--- What you should do ---
Find every line in the records below that contains the string "tree", and copy each of those lines. Matching is case-sensitive.

## begin

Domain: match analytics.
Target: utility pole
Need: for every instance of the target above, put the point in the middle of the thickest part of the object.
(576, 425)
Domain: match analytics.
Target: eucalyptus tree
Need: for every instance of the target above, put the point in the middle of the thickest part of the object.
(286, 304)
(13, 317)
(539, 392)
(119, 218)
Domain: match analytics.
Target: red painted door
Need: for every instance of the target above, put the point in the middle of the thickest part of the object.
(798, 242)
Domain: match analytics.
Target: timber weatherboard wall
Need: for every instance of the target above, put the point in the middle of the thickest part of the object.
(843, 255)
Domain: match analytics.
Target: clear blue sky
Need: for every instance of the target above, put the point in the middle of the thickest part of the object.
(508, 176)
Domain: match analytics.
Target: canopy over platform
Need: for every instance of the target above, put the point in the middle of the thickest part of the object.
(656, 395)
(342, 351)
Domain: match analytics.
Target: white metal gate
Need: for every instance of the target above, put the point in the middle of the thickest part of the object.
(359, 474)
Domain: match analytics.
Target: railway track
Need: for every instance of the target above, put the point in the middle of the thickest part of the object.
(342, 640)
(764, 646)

## end
## begin

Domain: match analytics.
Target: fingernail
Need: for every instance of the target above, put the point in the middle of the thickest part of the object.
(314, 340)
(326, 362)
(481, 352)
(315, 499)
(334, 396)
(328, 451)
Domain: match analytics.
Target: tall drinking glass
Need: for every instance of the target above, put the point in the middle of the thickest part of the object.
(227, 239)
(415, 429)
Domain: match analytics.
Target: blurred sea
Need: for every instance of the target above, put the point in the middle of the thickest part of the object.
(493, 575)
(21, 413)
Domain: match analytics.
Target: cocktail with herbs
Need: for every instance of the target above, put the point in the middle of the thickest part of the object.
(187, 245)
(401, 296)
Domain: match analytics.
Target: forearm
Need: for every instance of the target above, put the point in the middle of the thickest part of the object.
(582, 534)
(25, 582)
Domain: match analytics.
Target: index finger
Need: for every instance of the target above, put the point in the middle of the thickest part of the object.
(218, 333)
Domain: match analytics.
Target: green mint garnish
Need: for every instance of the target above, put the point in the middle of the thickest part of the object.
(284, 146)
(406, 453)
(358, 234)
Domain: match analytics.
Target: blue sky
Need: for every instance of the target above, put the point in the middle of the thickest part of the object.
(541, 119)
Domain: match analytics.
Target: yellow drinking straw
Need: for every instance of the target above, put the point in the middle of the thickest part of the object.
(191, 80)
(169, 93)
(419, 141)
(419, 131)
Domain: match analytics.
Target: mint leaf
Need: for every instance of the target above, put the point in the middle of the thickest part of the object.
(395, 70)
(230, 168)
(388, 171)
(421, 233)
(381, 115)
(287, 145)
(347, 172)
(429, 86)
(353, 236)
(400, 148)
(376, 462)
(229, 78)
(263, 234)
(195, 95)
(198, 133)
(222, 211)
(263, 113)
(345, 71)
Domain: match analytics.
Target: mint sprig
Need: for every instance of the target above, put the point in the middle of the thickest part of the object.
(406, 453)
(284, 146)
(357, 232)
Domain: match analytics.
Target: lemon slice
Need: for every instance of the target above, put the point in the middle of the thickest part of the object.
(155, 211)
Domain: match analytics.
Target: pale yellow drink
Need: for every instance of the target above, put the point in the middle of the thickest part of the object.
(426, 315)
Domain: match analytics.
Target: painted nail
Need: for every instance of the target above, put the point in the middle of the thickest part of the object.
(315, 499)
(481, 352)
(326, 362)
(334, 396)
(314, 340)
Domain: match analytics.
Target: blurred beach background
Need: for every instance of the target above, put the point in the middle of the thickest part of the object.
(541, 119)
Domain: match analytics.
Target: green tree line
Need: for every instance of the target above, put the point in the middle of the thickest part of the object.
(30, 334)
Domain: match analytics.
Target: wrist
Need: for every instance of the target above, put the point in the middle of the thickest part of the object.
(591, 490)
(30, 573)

## end

--- Result below ---
Target: eucalyptus tree
Target: green tree line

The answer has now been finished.